◆ Required task ◆
Set out every line of the records below as a numbered list, omitting any blank lines.
▽
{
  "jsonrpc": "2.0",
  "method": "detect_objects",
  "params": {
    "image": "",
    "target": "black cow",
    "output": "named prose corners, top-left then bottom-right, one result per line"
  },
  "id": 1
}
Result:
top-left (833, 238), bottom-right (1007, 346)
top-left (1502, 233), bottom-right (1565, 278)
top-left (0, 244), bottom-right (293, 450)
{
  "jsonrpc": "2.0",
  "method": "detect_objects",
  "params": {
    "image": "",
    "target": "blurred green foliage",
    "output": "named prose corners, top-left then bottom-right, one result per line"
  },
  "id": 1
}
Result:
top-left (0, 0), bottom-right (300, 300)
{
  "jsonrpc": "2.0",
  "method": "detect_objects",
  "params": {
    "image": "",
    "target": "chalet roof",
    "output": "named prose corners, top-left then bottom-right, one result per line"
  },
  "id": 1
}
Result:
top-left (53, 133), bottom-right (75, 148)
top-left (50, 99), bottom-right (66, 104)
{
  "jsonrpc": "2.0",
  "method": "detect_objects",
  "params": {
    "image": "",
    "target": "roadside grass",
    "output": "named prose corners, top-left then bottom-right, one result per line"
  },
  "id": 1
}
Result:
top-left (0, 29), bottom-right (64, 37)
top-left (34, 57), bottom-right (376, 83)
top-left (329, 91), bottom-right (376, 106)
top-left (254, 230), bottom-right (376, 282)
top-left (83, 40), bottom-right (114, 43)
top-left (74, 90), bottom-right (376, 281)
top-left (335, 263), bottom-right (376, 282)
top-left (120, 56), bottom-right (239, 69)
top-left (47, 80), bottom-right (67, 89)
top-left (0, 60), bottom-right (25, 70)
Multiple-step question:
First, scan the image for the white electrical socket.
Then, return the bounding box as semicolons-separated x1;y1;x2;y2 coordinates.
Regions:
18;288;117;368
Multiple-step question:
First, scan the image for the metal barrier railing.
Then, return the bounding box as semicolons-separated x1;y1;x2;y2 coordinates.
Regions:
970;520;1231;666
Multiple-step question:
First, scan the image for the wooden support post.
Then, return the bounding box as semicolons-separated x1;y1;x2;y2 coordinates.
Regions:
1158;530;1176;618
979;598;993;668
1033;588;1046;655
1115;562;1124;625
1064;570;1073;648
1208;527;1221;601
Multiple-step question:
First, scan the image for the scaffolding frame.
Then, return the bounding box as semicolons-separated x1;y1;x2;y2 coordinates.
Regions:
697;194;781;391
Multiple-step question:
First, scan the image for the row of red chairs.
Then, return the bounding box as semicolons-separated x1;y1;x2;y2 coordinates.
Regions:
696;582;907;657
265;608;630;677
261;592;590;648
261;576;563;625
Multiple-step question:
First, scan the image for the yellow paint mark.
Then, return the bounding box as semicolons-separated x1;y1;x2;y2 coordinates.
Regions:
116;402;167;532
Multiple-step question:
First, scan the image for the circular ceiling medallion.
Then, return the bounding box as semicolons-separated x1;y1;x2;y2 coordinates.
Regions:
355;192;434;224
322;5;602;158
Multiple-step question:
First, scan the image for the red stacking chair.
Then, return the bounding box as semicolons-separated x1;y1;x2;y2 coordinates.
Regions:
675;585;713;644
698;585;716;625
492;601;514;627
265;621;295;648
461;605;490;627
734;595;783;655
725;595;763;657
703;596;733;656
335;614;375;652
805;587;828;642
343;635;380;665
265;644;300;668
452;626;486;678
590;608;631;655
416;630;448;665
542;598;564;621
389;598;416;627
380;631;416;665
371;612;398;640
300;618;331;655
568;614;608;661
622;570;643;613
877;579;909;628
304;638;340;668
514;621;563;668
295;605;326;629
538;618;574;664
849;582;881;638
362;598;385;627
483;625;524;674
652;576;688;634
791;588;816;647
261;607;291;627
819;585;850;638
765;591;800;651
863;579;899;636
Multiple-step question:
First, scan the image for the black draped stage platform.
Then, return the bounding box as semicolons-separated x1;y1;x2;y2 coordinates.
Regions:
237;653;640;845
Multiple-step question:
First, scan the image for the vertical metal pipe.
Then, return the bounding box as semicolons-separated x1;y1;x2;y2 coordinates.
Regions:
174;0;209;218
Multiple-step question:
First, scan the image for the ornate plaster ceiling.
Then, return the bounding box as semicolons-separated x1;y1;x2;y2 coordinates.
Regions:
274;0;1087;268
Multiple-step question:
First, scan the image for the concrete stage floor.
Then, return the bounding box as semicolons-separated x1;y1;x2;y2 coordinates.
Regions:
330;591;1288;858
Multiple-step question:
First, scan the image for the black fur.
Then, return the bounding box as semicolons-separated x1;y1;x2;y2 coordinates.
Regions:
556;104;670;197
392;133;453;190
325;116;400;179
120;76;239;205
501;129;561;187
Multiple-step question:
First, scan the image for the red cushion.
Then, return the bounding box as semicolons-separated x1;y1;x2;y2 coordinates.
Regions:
△
◆ The reply ◆
1. {
2.   "jsonrpc": "2.0",
3.   "method": "detect_objects",
4.   "params": {
5.     "image": "",
6.     "target": "black cow",
7.     "output": "named prose corners, top-left then bottom-right, one result per line"
8.   },
9.   "id": 1
10. }
11. Result:
12. top-left (833, 238), bottom-right (1007, 346)
13. top-left (1502, 233), bottom-right (1565, 278)
14. top-left (0, 244), bottom-right (293, 450)
15. {
16.   "jsonrpc": "2.0",
17.   "method": "detect_objects",
18.   "params": {
19.     "image": "",
20.     "target": "blurred green foliage",
21.     "output": "named prose corners, top-left then bottom-right, one result per line"
22.   },
23.   "id": 1
24. }
25. Result:
26. top-left (0, 0), bottom-right (300, 300)
27. {
28.   "jsonrpc": "2.0",
29.   "method": "detect_objects",
30.   "params": {
31.     "image": "",
32.     "target": "chalet roof",
33.     "output": "named prose corners, top-left then bottom-right, one result per line"
34.   },
35.   "id": 1
36. }
37. Result:
38. top-left (53, 133), bottom-right (75, 148)
39. top-left (50, 99), bottom-right (66, 104)
40. {
41.   "jsonrpc": "2.0",
42.   "method": "detect_objects",
43.   "params": {
44.     "image": "",
45.     "target": "roadside grass",
46.     "output": "named prose corners, top-left then bottom-right, one result per line"
47.   },
48.   "id": 1
49. }
50. Result:
51. top-left (0, 29), bottom-right (64, 37)
52. top-left (34, 57), bottom-right (376, 83)
53. top-left (329, 91), bottom-right (376, 106)
54. top-left (254, 230), bottom-right (376, 282)
55. top-left (83, 40), bottom-right (114, 43)
56. top-left (74, 90), bottom-right (376, 281)
57. top-left (335, 263), bottom-right (376, 282)
58. top-left (120, 56), bottom-right (239, 69)
59. top-left (47, 80), bottom-right (67, 89)
60. top-left (0, 60), bottom-right (25, 70)
61. Multiple-step question:
62. First, scan the image for the white electrical socket.
63. Then, return the bounding box as semicolons-separated x1;y1;x2;y2 coordinates.
64. Regions:
65. 18;288;117;368
66. Multiple-step question:
67. First, scan the image for the metal barrier railing.
68. Then, return the bounding box as semicolons-separated x1;y1;x2;y2 coordinates.
69. Regions:
70. 970;520;1231;666
71. Multiple-step question:
72. First, scan the image for the wooden support post.
73. Then, return the bounding box as semicolons-separated x1;y1;x2;y2 coordinates.
74. Regions:
75. 1158;530;1176;618
76. 979;598;993;668
77. 1033;588;1046;655
78. 1115;562;1124;625
79. 1064;570;1073;648
80. 1208;527;1221;601
81. Multiple-step question:
82. First, scan the image for the scaffolding frame.
83. Then, return the bounding box as semicolons-separated x1;y1;x2;y2 coordinates.
84. Regions:
85. 697;194;781;391
86. Multiple-step question:
87. First, scan the image for the row of red chairs.
88. Then, return the bounding box as semicolons-separated x1;y1;x2;y2 coordinates.
89. Regions:
90. 696;582;907;657
91. 265;608;630;677
92. 261;592;590;648
93. 261;576;563;625
94. Multiple-step question:
95. First, scan the image for the yellow paint mark.
96. Then, return the bounding box as semicolons-separated x1;y1;x2;y2 coordinates.
97. Regions:
98. 116;402;167;532
99. Multiple-step question:
100. First, scan the image for the circular ceiling medallion.
101. Then, return the bounding box as semicolons-separated x1;y1;x2;y2 coordinates.
102. Regions:
103. 355;192;434;224
104. 322;5;602;158
105. Multiple-step question:
106. First, scan the image for the red stacking chair.
107. Then, return the bounding box as semicolons-separated x1;y1;x2;y2 coordinates.
108. Regions:
109. 675;585;713;644
110. 698;585;716;625
111. 492;601;514;627
112. 265;621;295;648
113. 461;605;490;627
114. 734;595;783;655
115. 725;595;763;657
116. 703;596;733;656
117. 335;614;375;652
118. 805;587;828;642
119. 343;635;380;665
120. 265;644;300;668
121. 452;626;486;678
122. 590;608;631;655
123. 416;630;448;665
124. 542;598;564;621
125. 389;598;416;627
126. 380;631;416;665
127. 371;612;398;640
128. 300;618;331;655
129. 568;614;608;661
130. 622;570;643;613
131. 877;579;909;628
132. 304;638;340;668
133. 514;621;563;668
134. 295;605;326;629
135. 538;618;574;664
136. 849;582;881;638
137. 362;598;385;627
138. 483;625;524;674
139. 652;576;688;634
140. 791;588;816;647
141. 261;607;291;627
142. 819;585;850;638
143. 765;591;800;651
144. 863;579;899;636
145. Multiple-step question:
146. First, scan the image for the black draped stage platform.
147. Then, return the bounding box as semicolons-separated x1;y1;x2;y2 coordinates.
148. Regions:
149. 237;653;640;845
150. Multiple-step question:
151. First, scan the image for the vertical metal pipe.
152. Then, return the bounding box as semicolons-separated x1;y1;x2;y2 coordinates.
153. Regions:
154. 174;0;209;218
155. Multiple-step question:
156. First, scan the image for the ornate plaster ceiling.
157. Then, return the bounding box as semicolons-separated x1;y1;x2;y2 coordinates.
158. Regions:
159. 274;0;1087;268
160. Multiple-step question:
161. First, scan the image for the concrete stage floor.
162. Then, return the bounding box as semicolons-separated x1;y1;x2;y2 coordinates.
163. Regions:
164. 330;591;1288;858
165. Multiple-step question:
166. First, scan the image for the black fur.
167. Then, return the bounding box as semicolons-separated x1;y1;x2;y2 coordinates.
168. Regions:
169. 556;104;670;197
170. 392;133;453;190
171. 325;116;400;179
172. 120;76;239;205
173. 501;129;561;187
174. Multiple-step question:
175. First, scan the image for the red cushion.
176. Then, return the bounding box as semicolons-separated x1;y1;x2;y2 coordinates.
177. Regions:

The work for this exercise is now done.